__YOUR INSTRUCTIONS__. Extract every line starting at the line that contains "creek in the photograph above." and ending with the final line of the data, inclusive; give only those lines, word for word.

__TASK MATERIAL__.
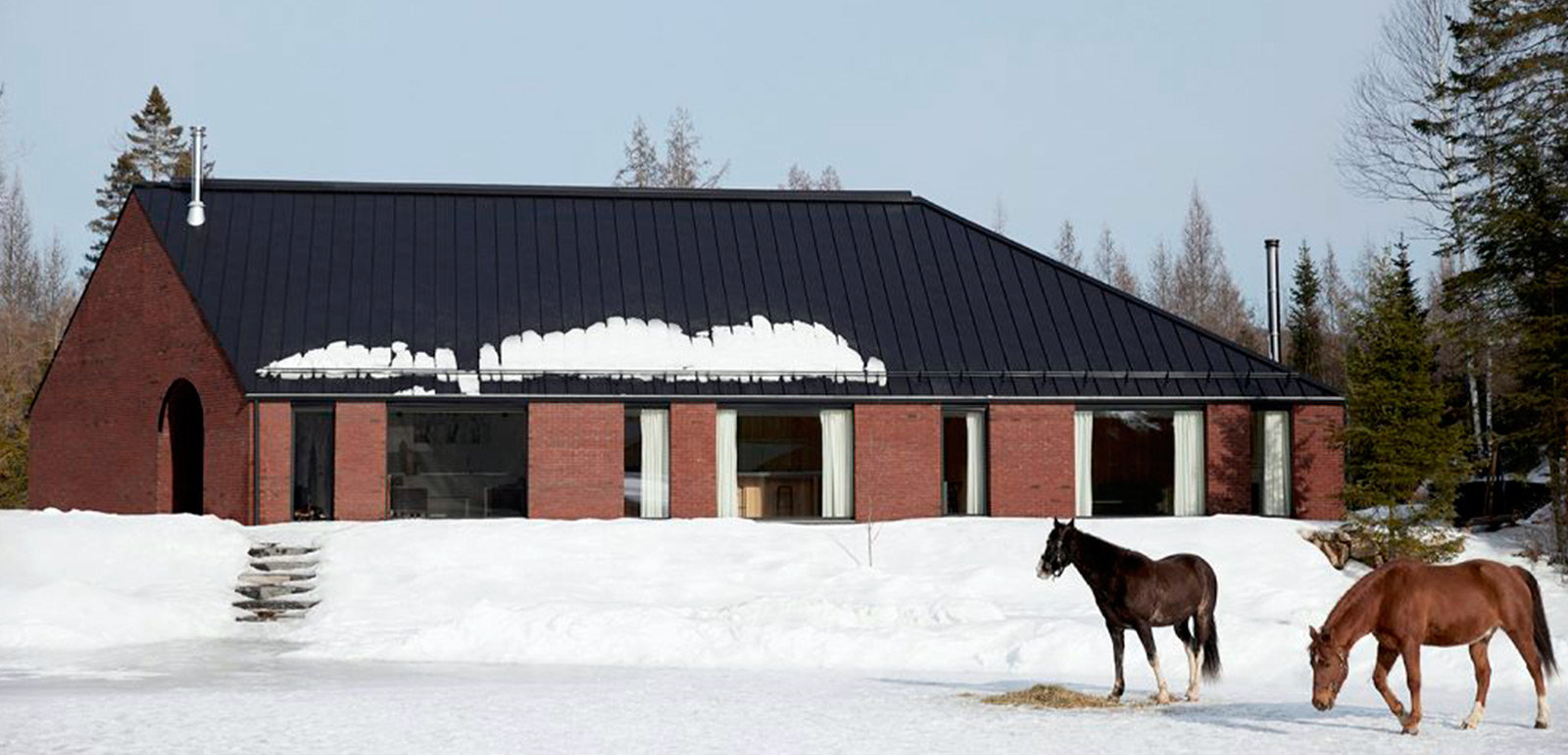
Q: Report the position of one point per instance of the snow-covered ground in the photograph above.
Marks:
(678, 636)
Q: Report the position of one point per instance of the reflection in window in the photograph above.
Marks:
(648, 464)
(313, 462)
(788, 464)
(1139, 462)
(444, 464)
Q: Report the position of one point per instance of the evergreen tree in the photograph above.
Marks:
(156, 143)
(643, 169)
(1305, 322)
(1513, 83)
(118, 182)
(1066, 247)
(1402, 464)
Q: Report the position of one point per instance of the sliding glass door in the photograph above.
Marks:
(786, 464)
(1139, 462)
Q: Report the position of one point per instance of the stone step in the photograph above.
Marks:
(274, 577)
(271, 616)
(271, 590)
(274, 605)
(273, 550)
(282, 566)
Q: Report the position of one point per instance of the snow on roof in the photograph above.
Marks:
(619, 347)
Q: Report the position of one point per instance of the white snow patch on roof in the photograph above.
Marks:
(619, 347)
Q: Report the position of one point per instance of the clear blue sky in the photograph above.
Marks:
(1100, 112)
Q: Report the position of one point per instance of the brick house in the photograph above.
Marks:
(375, 350)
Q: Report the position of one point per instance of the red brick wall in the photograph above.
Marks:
(898, 460)
(694, 488)
(360, 480)
(576, 460)
(274, 460)
(1317, 464)
(1031, 448)
(94, 428)
(1228, 444)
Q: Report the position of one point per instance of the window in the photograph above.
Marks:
(1272, 462)
(648, 464)
(459, 464)
(313, 460)
(786, 464)
(963, 462)
(1139, 462)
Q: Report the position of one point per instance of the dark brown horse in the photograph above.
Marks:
(1136, 592)
(1407, 605)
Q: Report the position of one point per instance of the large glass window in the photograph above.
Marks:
(1139, 462)
(963, 462)
(788, 464)
(459, 464)
(313, 462)
(1272, 462)
(648, 464)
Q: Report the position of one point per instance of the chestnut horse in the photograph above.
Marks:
(1407, 605)
(1136, 592)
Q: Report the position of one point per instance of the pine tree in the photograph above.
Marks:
(1066, 247)
(643, 169)
(118, 182)
(1402, 464)
(1305, 321)
(156, 143)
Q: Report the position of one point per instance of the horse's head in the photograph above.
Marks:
(1058, 551)
(1330, 666)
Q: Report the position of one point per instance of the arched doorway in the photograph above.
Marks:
(182, 420)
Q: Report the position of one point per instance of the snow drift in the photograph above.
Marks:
(86, 579)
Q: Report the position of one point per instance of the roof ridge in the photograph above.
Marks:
(880, 196)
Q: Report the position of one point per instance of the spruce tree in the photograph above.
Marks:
(1305, 322)
(1402, 464)
(118, 182)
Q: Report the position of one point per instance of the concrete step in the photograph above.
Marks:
(274, 577)
(271, 590)
(273, 550)
(274, 605)
(282, 566)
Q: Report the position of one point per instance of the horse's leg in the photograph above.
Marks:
(1147, 636)
(1192, 658)
(1482, 680)
(1385, 660)
(1118, 644)
(1525, 642)
(1411, 656)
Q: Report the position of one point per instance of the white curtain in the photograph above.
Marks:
(974, 465)
(1189, 464)
(838, 464)
(1277, 464)
(725, 464)
(656, 464)
(1082, 462)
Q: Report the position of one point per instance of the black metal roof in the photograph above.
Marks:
(951, 308)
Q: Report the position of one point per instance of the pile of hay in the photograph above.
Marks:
(1050, 695)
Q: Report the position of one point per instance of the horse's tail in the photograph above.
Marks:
(1211, 631)
(1539, 629)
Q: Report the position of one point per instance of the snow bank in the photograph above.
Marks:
(953, 595)
(619, 347)
(85, 579)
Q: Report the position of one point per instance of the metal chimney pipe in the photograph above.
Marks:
(1272, 250)
(196, 212)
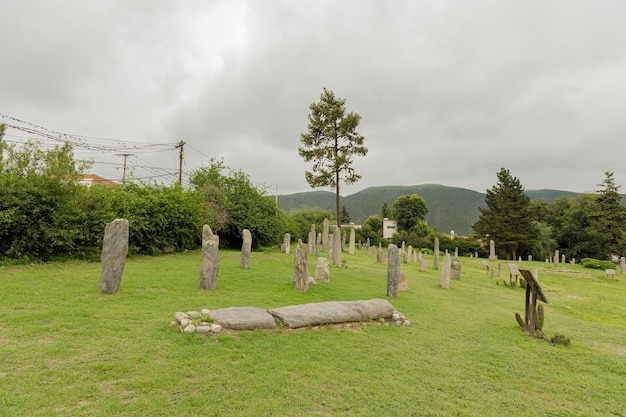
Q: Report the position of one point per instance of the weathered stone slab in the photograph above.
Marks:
(330, 312)
(445, 271)
(436, 255)
(210, 265)
(337, 247)
(352, 242)
(301, 267)
(393, 270)
(402, 282)
(114, 251)
(322, 271)
(246, 247)
(456, 269)
(243, 318)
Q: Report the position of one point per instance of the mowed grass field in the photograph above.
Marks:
(66, 350)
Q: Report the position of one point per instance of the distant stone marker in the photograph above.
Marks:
(337, 246)
(351, 247)
(210, 259)
(301, 267)
(380, 256)
(455, 269)
(114, 251)
(393, 270)
(246, 247)
(286, 246)
(402, 282)
(322, 272)
(436, 254)
(445, 271)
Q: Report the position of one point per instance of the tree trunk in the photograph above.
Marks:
(337, 199)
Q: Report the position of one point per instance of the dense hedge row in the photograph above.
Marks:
(43, 218)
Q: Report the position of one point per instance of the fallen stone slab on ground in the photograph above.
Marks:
(243, 318)
(331, 312)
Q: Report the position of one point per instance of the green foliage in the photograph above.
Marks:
(160, 217)
(408, 211)
(610, 218)
(345, 216)
(543, 242)
(597, 264)
(234, 204)
(304, 218)
(560, 339)
(331, 142)
(372, 229)
(539, 317)
(507, 218)
(385, 211)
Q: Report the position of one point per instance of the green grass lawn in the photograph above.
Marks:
(66, 350)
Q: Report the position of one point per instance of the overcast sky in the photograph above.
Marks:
(449, 91)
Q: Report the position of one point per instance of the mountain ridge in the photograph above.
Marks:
(449, 208)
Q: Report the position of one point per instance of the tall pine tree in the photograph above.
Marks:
(331, 142)
(507, 218)
(610, 217)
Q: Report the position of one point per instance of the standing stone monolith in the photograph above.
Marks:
(286, 246)
(322, 272)
(402, 282)
(352, 237)
(210, 265)
(423, 265)
(379, 254)
(456, 269)
(329, 245)
(445, 271)
(436, 254)
(114, 251)
(393, 270)
(311, 240)
(301, 267)
(246, 247)
(337, 247)
(318, 242)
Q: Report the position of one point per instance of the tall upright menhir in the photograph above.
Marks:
(330, 143)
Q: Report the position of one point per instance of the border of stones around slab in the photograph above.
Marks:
(304, 316)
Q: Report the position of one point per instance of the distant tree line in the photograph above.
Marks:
(46, 213)
(591, 225)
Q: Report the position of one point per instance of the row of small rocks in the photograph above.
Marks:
(202, 323)
(199, 322)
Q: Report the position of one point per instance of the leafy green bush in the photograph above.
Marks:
(597, 264)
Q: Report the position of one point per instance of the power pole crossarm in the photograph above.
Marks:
(180, 145)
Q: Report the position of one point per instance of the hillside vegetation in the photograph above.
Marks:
(449, 208)
(68, 350)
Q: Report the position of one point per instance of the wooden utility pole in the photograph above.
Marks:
(125, 155)
(180, 165)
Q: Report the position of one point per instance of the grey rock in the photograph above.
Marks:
(243, 318)
(114, 251)
(246, 248)
(332, 312)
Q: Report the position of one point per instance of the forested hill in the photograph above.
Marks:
(449, 208)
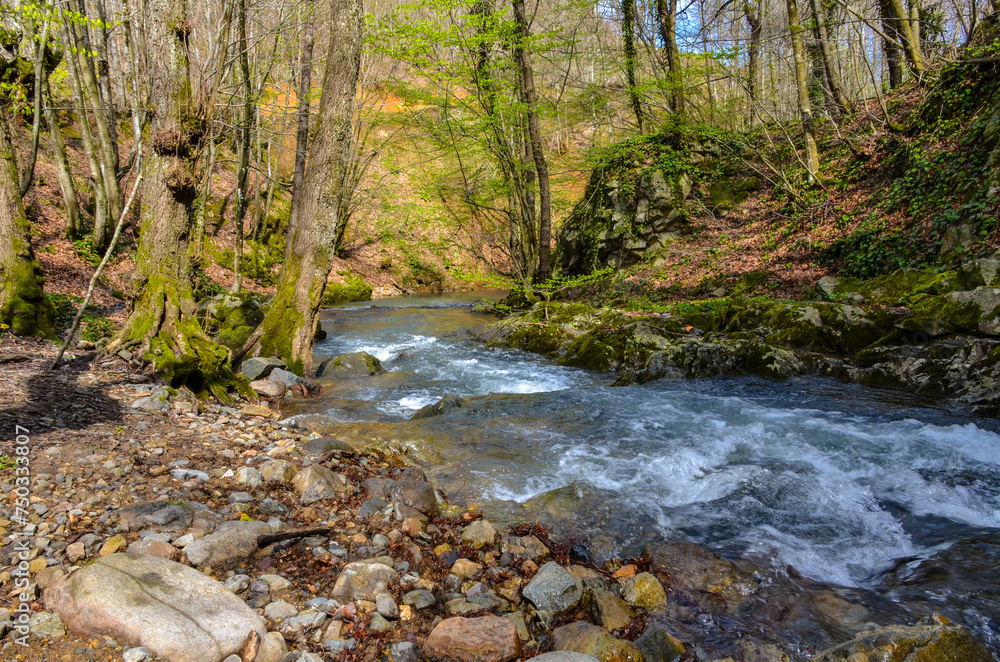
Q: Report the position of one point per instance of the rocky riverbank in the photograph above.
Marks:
(932, 333)
(165, 528)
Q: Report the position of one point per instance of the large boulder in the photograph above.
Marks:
(364, 580)
(316, 483)
(229, 542)
(554, 589)
(178, 613)
(582, 637)
(347, 366)
(921, 643)
(486, 639)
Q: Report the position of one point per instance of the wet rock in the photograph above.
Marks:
(403, 651)
(645, 591)
(272, 648)
(416, 494)
(284, 378)
(364, 580)
(554, 589)
(386, 606)
(324, 445)
(479, 534)
(316, 483)
(419, 599)
(443, 405)
(609, 611)
(921, 643)
(267, 388)
(582, 637)
(259, 368)
(155, 548)
(347, 366)
(658, 645)
(486, 639)
(278, 471)
(46, 624)
(175, 611)
(229, 542)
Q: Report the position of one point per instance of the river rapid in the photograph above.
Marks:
(895, 498)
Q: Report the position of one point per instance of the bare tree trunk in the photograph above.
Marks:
(802, 89)
(753, 16)
(302, 117)
(667, 10)
(62, 164)
(243, 167)
(162, 324)
(826, 52)
(911, 43)
(535, 135)
(23, 306)
(628, 48)
(290, 324)
(893, 58)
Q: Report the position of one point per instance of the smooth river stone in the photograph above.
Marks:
(178, 613)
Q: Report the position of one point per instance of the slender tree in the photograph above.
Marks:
(291, 320)
(802, 90)
(23, 306)
(523, 55)
(162, 327)
(667, 11)
(628, 50)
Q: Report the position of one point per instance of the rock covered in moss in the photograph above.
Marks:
(346, 366)
(920, 643)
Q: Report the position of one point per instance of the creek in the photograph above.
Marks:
(894, 498)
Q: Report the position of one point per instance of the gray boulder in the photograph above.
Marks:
(554, 589)
(261, 367)
(346, 366)
(176, 612)
(230, 541)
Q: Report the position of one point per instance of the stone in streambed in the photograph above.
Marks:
(940, 642)
(486, 639)
(554, 589)
(176, 612)
(346, 366)
(229, 542)
(316, 483)
(582, 637)
(259, 368)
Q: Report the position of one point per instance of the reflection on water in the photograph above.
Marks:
(839, 482)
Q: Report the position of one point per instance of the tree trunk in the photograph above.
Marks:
(243, 166)
(893, 58)
(911, 43)
(753, 16)
(667, 10)
(628, 48)
(302, 117)
(535, 137)
(23, 306)
(62, 164)
(107, 152)
(162, 322)
(802, 88)
(826, 53)
(290, 324)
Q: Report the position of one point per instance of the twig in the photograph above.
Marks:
(97, 274)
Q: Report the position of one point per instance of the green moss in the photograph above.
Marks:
(355, 289)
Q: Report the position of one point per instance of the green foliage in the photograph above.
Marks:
(94, 325)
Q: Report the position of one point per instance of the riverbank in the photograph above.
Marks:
(117, 490)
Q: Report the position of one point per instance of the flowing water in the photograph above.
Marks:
(846, 485)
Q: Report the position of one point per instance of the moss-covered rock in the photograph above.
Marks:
(353, 289)
(921, 643)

__RESPONSE__.
Q: Report the position of one point per instance of the creek in the photograph above.
Marks:
(894, 498)
Q: Report the position of one point per instance of the gray boulder in the photograph above.
Marks:
(554, 589)
(261, 367)
(346, 366)
(176, 612)
(230, 541)
Q: Report the position of one point per instance of the stone in streambed in the photograph above.
Marks:
(940, 642)
(486, 639)
(554, 589)
(176, 612)
(346, 366)
(229, 542)
(316, 483)
(582, 637)
(259, 368)
Q: Report the position of one point per instance of the reflection on water in the photograph above.
Marks:
(839, 482)
Q: Report the position of one point per instance of the tree trunk in the photograph above.
Marks:
(243, 166)
(893, 58)
(911, 43)
(753, 16)
(667, 10)
(628, 48)
(302, 117)
(535, 137)
(23, 306)
(62, 164)
(107, 152)
(162, 322)
(802, 88)
(826, 53)
(290, 324)
Q: Report the position of one point per instance of the twig in the photograph above.
Marks:
(97, 274)
Q: Report the position of one point per instance of the green moss in the photograph above.
Marks:
(355, 289)
Q: Report the position of one point per instance of the green foliage in the photograph above.
Marks:
(94, 325)
Q: Report the position of one point per instance of the riverbank in the photograph above.
Marks:
(117, 490)
Q: Report the position of one point per instance of the flowing water in the photograph above.
Marks:
(846, 485)
Q: Report the position of one point per instance of the moss-covered rock in the photograph above.
Marks:
(353, 289)
(921, 643)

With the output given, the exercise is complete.